— START —

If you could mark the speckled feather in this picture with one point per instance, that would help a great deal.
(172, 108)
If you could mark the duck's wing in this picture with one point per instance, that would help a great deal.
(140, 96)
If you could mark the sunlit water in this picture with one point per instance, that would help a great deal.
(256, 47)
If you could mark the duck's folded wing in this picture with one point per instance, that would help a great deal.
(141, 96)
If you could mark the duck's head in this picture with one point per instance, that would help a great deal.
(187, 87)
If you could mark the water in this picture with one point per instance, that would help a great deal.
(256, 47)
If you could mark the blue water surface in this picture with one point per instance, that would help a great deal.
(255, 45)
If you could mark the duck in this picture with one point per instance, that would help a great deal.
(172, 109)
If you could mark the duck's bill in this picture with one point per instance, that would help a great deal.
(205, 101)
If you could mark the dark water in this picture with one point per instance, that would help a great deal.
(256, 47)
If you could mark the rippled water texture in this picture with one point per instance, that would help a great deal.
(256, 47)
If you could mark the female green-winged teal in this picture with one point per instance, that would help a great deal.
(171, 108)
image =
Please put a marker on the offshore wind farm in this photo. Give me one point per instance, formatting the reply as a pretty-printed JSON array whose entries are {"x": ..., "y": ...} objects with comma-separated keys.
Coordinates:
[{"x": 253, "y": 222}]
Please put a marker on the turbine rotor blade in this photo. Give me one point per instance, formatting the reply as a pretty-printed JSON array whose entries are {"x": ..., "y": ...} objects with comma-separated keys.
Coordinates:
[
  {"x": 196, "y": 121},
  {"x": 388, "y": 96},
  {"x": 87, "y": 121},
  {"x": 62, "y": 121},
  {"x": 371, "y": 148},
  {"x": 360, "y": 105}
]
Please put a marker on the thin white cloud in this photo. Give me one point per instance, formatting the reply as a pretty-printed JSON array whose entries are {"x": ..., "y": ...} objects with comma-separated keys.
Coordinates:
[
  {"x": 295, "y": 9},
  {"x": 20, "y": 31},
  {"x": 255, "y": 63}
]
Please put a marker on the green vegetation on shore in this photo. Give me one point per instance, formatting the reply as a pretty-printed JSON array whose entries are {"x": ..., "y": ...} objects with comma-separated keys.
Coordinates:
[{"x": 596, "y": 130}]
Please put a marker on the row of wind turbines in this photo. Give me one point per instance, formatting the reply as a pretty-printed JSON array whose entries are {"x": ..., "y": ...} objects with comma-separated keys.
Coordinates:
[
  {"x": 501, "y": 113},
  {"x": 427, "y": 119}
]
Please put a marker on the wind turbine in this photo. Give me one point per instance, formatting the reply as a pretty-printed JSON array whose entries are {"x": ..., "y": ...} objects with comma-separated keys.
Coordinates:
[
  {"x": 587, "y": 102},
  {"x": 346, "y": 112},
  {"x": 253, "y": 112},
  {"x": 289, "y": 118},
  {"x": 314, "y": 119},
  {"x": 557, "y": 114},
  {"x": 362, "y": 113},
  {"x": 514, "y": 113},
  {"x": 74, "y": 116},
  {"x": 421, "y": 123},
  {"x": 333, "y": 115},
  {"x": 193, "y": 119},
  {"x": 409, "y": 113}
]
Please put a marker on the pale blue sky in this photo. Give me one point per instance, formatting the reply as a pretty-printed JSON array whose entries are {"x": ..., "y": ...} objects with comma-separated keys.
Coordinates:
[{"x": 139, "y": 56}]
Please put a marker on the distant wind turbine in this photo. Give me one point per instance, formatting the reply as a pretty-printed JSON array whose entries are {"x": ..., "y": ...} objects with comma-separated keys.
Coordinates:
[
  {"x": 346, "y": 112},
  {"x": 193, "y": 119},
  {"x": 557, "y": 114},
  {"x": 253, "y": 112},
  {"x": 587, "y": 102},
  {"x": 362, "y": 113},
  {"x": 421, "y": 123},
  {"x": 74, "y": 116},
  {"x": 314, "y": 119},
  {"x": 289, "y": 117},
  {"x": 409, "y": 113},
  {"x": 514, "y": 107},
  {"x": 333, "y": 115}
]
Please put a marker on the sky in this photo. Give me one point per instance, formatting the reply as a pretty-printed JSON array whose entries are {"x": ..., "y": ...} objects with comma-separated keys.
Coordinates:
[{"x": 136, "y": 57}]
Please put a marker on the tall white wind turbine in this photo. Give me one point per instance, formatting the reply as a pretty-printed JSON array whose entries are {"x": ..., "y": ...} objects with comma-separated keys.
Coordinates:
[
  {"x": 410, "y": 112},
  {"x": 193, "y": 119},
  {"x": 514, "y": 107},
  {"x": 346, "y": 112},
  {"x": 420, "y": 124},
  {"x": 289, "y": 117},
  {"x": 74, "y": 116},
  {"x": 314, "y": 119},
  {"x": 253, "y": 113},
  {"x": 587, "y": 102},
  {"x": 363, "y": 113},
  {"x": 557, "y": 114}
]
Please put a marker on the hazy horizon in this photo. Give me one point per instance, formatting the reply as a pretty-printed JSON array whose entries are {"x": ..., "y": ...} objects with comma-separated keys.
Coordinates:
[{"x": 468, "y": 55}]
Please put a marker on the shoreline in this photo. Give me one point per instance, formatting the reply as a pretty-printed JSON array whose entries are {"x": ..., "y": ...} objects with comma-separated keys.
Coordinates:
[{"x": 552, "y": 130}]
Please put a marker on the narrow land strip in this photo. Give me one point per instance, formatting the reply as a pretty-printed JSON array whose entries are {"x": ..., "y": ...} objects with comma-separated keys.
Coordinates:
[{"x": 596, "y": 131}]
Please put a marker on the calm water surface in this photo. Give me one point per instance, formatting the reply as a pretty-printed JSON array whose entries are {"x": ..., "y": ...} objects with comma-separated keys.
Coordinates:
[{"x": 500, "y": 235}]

— END —

What to produce:
Print all of the entries exactly as they are written.

Full response:
If you could mark the speckled feather in this picture with one point per instance, that would help a great deal.
(172, 108)
If you could mark the duck's wing in this picture with one point per instance, that would help a great deal.
(140, 96)
If you could mark the sunlit water in this picture with one point per instance, that would help a great deal.
(256, 47)
If you could mark the duck's folded wing in this picture with one point per instance, that would help a great deal.
(141, 96)
If you could mark the duck's head in this picture with one point per instance, that would help a great deal.
(187, 87)
If you could mark the water in this picture with one point per instance, that would help a great deal.
(256, 47)
If you could mark the blue water surface in this picture with one point per instance, that would help a great deal.
(255, 45)
If you could mark the duck in this picture with one point per instance, that would help a great deal.
(172, 109)
If you could mark the duck's bill in this picture with one point per instance, that would help a great deal.
(205, 101)
If you could mark the dark water in this picture with one point per instance, that would help a great deal.
(256, 47)
If you could mark the rippled water texture in this picture with one point per instance, that would help a great deal.
(256, 47)
If you could mark the female green-winged teal in this picture with one point per instance, that would help a great deal.
(171, 108)
image =
Please put a marker on the offshore wind farm in this photo. Give me one point per instance, formatting the reply as a pretty-printed JSON array whose entries are {"x": ..., "y": ...} objects with comma-separated keys.
Coordinates:
[{"x": 253, "y": 222}]
Please put a marker on the turbine rotor blade in this photo. Give me one point per instance, formatting the reply as a pretty-printed JSON array whose entries are {"x": ..., "y": ...} objects with comma-separated keys.
Coordinates:
[
  {"x": 196, "y": 121},
  {"x": 388, "y": 96},
  {"x": 87, "y": 121},
  {"x": 62, "y": 121},
  {"x": 371, "y": 148},
  {"x": 360, "y": 105}
]
Please put a marker on the thin white cloud in this photo. Give me one point per instance, formatting the reply as a pretty-printed JSON array whose entries are {"x": ..., "y": ...} objects with comma-separated keys.
Coordinates:
[
  {"x": 295, "y": 9},
  {"x": 20, "y": 31},
  {"x": 255, "y": 63}
]
Please put a marker on the green vegetation on shore in this photo. Give me one point per instance, formatting the reply as a pretty-printed JSON array whose entries are {"x": ..., "y": ...} objects with comma-separated keys.
Coordinates:
[{"x": 596, "y": 130}]
Please put a marker on the row of wind turbines in this photo. Give me one point per instance, formatting the reply as a pretty-printed JSON array whose entries are {"x": ..., "y": ...} objects with comma-separated keys.
Coordinates:
[
  {"x": 501, "y": 113},
  {"x": 427, "y": 119}
]
Please put a marker on the wind turbine in this photo. Give me one point per instance, formatting the reply as a pretty-printed JSON array whose entries are {"x": ..., "y": ...} objects with comma-separated keys.
Coordinates:
[
  {"x": 587, "y": 102},
  {"x": 346, "y": 112},
  {"x": 253, "y": 112},
  {"x": 289, "y": 118},
  {"x": 314, "y": 119},
  {"x": 557, "y": 114},
  {"x": 362, "y": 113},
  {"x": 514, "y": 113},
  {"x": 74, "y": 116},
  {"x": 421, "y": 123},
  {"x": 333, "y": 115},
  {"x": 193, "y": 119},
  {"x": 409, "y": 113}
]
Please put a marker on the pale blue sky in this photo. Give me one point per instance, formatting the reply as a pretty-printed JSON array whose entries are {"x": ..., "y": ...} objects with comma-separated keys.
Coordinates:
[{"x": 139, "y": 56}]
Please put a marker on the distant wind turbine in this photo. Give me one point per instance, formatting the reply as a pretty-printed JSON array whose entries are {"x": ..., "y": ...} objects with comma-separated keys.
Coordinates:
[
  {"x": 346, "y": 112},
  {"x": 193, "y": 119},
  {"x": 557, "y": 114},
  {"x": 253, "y": 112},
  {"x": 587, "y": 102},
  {"x": 362, "y": 113},
  {"x": 421, "y": 123},
  {"x": 74, "y": 116},
  {"x": 314, "y": 119},
  {"x": 289, "y": 117},
  {"x": 409, "y": 113},
  {"x": 514, "y": 107},
  {"x": 333, "y": 115}
]
Please put a marker on the sky in this photo. Give me one point per instance, formatting the reply as a pretty-printed JSON array whose entries are {"x": ..., "y": ...} objects with comma-separated keys.
Coordinates:
[{"x": 136, "y": 57}]
Please put a marker on the tall white wind turbine in this photo. Give me one point per instance, formatting the reply as a pretty-printed JSON array whose entries are {"x": ..., "y": ...} objects with comma-separated keys.
Coordinates:
[
  {"x": 410, "y": 112},
  {"x": 193, "y": 119},
  {"x": 514, "y": 107},
  {"x": 346, "y": 112},
  {"x": 420, "y": 124},
  {"x": 289, "y": 117},
  {"x": 74, "y": 116},
  {"x": 314, "y": 119},
  {"x": 253, "y": 113},
  {"x": 587, "y": 102},
  {"x": 363, "y": 113},
  {"x": 557, "y": 114}
]
Please put a marker on the hazy horizon in this photo. Give me one point per instance, formatting the reply as a pretty-printed JSON array whose entries are {"x": ..., "y": ...} objects with comma-separated keys.
Coordinates:
[{"x": 468, "y": 55}]
Please put a marker on the shoreline in this photo. Give me one point per instance, formatting the reply as a pretty-printed JSON array whose entries are {"x": ..., "y": ...} objects with comma-separated keys.
Coordinates:
[{"x": 552, "y": 130}]
Please put a marker on the narrow land strip in this photo. Give me one point per instance, formatting the reply as a pretty-printed JSON array whose entries are {"x": ..., "y": ...} objects with comma-separated keys.
Coordinates:
[{"x": 596, "y": 131}]
Please put a marker on the calm water surface in this photo. Give me one point per instance, formatting the reply as a pretty-printed JSON array whose entries are {"x": ..., "y": ...} objects with comma-separated keys.
Coordinates:
[{"x": 500, "y": 235}]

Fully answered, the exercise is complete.